### Data listing

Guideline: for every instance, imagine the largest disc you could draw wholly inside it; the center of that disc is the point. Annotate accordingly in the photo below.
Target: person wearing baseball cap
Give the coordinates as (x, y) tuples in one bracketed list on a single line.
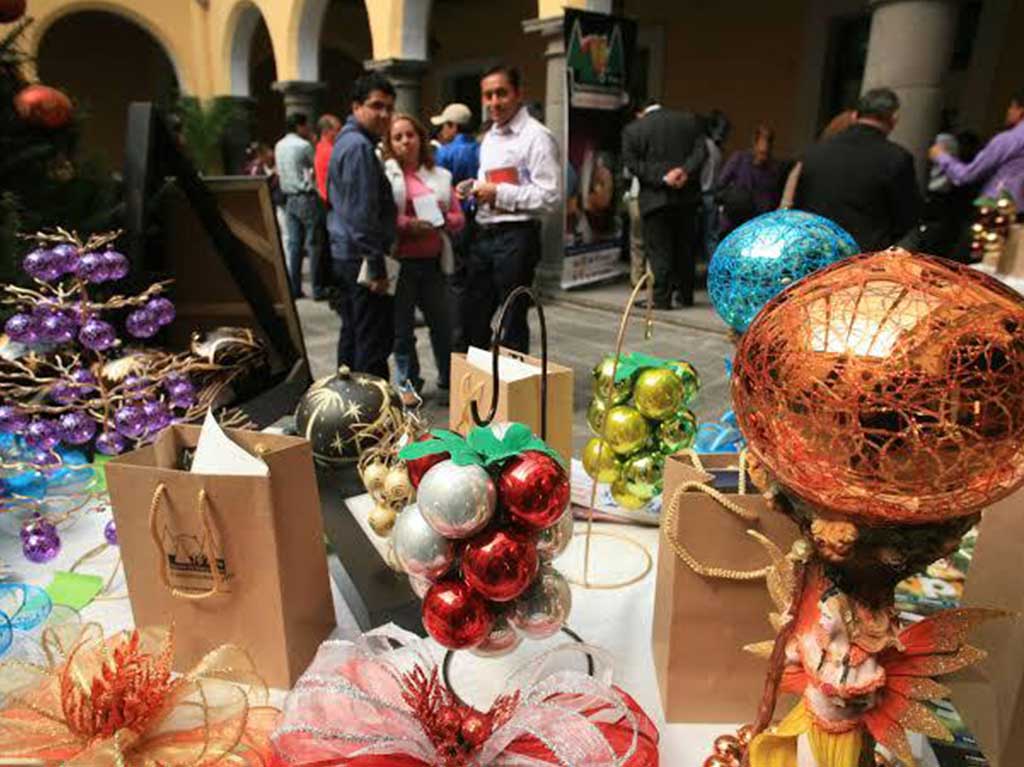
[(460, 154)]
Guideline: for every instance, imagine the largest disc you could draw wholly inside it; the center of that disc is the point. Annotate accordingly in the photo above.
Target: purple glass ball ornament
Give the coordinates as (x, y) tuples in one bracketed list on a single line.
[(77, 428), (158, 417), (42, 543), (20, 328), (12, 421), (141, 324), (43, 434), (97, 335), (111, 443), (66, 258), (116, 264), (91, 267), (161, 309), (129, 420), (111, 533)]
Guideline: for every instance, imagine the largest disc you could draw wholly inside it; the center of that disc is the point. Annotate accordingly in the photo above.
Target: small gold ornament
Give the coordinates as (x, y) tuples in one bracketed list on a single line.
[(595, 415), (603, 383), (626, 430), (382, 519), (600, 462), (621, 492), (657, 393)]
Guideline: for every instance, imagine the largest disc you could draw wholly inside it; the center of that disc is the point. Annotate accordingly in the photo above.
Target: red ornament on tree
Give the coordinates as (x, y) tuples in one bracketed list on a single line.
[(455, 615), (535, 489), (420, 466), (500, 564), (11, 10), (43, 107)]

######

▸ What is expected: In the answer, restate word for word each line from the one with "Target: red ornament on tree" through the end of the material above.

▸ Your solution:
Target: red ornament on tree
Give the coordinates as (x, y) tuples in one bracketed list on a single line.
[(455, 615), (535, 489), (420, 466), (500, 564), (11, 10), (43, 107)]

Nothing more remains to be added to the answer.